═══ Data records ═══

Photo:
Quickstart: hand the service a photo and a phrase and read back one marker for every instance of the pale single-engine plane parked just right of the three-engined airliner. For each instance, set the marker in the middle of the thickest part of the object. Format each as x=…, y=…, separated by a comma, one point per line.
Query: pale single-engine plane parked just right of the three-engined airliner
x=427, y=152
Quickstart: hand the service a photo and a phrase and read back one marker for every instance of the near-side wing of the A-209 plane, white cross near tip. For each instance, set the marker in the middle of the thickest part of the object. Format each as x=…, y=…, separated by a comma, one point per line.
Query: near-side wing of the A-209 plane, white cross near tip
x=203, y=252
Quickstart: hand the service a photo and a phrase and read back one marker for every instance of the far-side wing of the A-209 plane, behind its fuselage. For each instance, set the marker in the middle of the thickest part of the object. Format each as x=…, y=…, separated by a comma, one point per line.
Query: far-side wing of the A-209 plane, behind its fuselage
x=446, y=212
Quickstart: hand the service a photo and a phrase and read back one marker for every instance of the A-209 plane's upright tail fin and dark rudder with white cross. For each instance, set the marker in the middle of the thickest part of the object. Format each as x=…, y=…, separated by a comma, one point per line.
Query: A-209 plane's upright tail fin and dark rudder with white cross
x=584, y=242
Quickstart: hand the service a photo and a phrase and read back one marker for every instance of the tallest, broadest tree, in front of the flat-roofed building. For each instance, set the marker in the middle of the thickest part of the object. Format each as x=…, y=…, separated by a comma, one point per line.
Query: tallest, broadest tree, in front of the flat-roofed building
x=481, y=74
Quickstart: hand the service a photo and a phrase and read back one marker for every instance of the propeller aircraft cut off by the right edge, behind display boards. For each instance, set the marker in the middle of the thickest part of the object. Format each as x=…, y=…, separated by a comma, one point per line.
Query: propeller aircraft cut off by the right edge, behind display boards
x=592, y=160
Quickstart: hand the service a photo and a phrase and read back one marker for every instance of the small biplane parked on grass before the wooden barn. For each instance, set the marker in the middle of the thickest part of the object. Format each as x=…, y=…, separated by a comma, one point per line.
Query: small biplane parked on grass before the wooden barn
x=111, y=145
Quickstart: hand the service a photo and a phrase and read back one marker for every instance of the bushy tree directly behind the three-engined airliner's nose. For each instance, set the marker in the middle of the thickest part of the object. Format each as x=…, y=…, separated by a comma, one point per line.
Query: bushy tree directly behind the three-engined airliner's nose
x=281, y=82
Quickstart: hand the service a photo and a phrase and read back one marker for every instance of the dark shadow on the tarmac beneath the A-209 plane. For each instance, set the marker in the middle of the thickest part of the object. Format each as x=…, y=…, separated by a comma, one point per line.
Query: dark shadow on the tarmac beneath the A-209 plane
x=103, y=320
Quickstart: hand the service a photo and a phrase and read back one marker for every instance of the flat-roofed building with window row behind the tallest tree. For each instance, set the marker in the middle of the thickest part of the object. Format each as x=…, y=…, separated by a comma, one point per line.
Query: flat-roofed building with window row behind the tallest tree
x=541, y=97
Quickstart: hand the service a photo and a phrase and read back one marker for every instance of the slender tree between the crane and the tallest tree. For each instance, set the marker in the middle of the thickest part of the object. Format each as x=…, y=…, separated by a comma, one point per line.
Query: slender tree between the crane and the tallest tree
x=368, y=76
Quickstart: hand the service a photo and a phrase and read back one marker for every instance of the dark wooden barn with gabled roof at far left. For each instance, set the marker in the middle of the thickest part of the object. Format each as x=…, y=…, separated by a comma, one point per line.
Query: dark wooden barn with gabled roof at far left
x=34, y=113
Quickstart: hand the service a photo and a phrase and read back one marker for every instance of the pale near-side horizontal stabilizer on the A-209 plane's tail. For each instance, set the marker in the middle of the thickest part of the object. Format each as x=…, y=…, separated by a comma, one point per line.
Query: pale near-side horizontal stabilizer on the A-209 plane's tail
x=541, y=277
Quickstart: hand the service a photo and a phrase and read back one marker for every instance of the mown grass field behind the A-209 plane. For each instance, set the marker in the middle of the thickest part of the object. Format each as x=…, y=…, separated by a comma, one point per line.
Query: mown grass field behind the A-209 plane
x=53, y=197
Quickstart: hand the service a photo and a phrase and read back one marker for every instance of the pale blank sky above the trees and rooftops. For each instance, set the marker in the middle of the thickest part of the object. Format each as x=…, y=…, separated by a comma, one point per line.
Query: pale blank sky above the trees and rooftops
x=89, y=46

═══
═══ Data records ═══

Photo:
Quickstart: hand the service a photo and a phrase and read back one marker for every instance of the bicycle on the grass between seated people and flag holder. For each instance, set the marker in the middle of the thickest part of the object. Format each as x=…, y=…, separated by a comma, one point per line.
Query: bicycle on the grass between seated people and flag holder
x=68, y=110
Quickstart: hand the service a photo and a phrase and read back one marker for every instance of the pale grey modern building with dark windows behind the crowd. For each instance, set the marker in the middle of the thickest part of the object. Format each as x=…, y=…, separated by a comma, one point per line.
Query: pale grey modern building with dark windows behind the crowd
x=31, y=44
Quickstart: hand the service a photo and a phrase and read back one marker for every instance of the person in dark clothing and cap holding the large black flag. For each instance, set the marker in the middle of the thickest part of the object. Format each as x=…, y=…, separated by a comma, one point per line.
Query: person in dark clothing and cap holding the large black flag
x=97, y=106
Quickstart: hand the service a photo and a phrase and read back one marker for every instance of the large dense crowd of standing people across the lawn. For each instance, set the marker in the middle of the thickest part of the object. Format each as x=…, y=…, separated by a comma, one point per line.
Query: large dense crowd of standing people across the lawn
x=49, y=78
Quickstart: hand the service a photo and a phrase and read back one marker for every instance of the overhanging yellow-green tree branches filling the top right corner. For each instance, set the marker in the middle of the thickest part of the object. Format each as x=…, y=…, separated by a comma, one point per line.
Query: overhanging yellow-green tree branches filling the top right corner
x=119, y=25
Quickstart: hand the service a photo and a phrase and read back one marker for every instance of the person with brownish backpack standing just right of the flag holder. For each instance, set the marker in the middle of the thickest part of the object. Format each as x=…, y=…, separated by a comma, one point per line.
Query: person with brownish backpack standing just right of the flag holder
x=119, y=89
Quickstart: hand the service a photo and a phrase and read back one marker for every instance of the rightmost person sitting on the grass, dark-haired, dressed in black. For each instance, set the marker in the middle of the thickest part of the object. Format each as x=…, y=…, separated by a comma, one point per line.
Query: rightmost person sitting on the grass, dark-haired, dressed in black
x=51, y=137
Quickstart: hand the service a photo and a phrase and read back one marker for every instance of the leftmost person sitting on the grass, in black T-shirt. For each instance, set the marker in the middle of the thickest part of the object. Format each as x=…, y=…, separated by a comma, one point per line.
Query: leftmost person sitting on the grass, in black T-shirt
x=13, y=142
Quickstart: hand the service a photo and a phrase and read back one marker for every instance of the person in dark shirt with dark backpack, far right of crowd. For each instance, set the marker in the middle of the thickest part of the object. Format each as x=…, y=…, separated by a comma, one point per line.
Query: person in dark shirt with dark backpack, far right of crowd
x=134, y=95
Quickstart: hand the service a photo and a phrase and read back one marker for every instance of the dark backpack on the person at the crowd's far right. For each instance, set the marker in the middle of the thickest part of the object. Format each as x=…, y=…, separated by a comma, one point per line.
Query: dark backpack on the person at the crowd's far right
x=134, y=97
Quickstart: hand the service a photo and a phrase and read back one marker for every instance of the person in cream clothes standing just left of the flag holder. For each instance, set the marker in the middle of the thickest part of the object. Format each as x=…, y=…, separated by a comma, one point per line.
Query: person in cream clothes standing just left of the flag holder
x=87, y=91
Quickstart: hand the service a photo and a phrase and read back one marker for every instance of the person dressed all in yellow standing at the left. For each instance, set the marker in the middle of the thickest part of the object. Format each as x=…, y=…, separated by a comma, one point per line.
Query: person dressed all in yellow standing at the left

═══
═══ Data records ═══

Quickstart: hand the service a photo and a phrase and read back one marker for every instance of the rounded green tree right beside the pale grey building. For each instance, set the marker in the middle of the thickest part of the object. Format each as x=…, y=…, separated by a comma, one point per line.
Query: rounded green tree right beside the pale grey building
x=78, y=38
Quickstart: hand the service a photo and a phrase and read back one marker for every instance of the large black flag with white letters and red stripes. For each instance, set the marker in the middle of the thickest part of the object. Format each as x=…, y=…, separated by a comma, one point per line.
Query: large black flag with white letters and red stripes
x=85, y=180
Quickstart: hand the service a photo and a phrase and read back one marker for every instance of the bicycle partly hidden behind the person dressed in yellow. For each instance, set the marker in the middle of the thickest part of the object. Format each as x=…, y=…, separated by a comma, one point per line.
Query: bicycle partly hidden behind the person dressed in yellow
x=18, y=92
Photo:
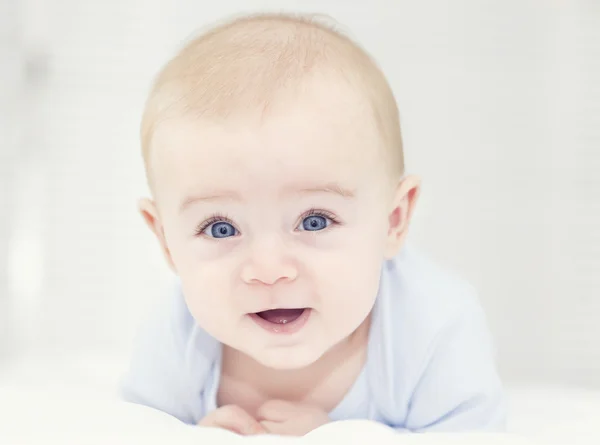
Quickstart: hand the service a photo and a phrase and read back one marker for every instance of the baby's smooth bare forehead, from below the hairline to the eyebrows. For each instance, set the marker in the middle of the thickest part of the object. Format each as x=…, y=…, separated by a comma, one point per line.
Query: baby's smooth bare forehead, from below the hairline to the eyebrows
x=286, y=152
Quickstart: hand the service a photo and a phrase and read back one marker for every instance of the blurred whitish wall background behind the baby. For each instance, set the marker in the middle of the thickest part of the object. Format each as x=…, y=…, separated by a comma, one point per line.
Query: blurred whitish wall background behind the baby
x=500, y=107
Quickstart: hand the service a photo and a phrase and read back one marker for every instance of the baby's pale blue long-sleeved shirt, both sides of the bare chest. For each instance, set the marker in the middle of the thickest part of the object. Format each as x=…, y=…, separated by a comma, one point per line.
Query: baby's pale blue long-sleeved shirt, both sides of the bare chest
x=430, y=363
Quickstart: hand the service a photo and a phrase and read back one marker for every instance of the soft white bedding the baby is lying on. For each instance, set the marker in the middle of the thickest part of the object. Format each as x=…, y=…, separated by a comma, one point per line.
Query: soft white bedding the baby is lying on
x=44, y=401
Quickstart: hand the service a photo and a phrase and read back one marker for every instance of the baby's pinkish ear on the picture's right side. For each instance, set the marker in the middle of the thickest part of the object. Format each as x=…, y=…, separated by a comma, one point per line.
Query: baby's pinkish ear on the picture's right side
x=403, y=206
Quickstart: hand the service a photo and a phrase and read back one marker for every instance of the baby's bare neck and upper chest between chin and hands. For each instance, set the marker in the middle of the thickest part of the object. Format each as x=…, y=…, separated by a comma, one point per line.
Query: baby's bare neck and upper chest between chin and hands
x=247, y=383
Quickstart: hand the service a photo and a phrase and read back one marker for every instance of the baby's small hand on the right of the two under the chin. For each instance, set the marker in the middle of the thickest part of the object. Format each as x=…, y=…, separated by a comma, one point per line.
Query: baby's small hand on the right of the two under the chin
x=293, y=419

═══

### To do
Give an exact copy of the lines above from the line with "of the near-side" up to and including the line with "with white cross.", and leave everything else out.

### Task solution
Quickstart: hand the service a photo and a phrase and read back one marker for every instance of the near-side wing of the A-209 plane, white cross near tip. For each instance, set the marker in the middle of the thickest part of the object. Format each as x=…, y=…, separated by a comma, one point per line.
Query: near-side wing of the A-209 plane, white cross near tip
x=203, y=252
Quickstart: hand the service a photo and a phrase and read back one marker for every instance of the far-side wing of the A-209 plane, behind its fuselage. For each instance, set the marker in the middle of the thickest part of the object. Format each as x=…, y=…, separated by a comma, one point per line.
Query: far-side wing of the A-209 plane, behind its fuselage
x=446, y=212
Quickstart: hand the service a photo and a phrase and read back one marker for every instance of the A-209 plane's upright tail fin and dark rudder with white cross. For each instance, set the marker in the middle of the thickest part of the object. Format each as x=…, y=…, separated by a comma, one point per line.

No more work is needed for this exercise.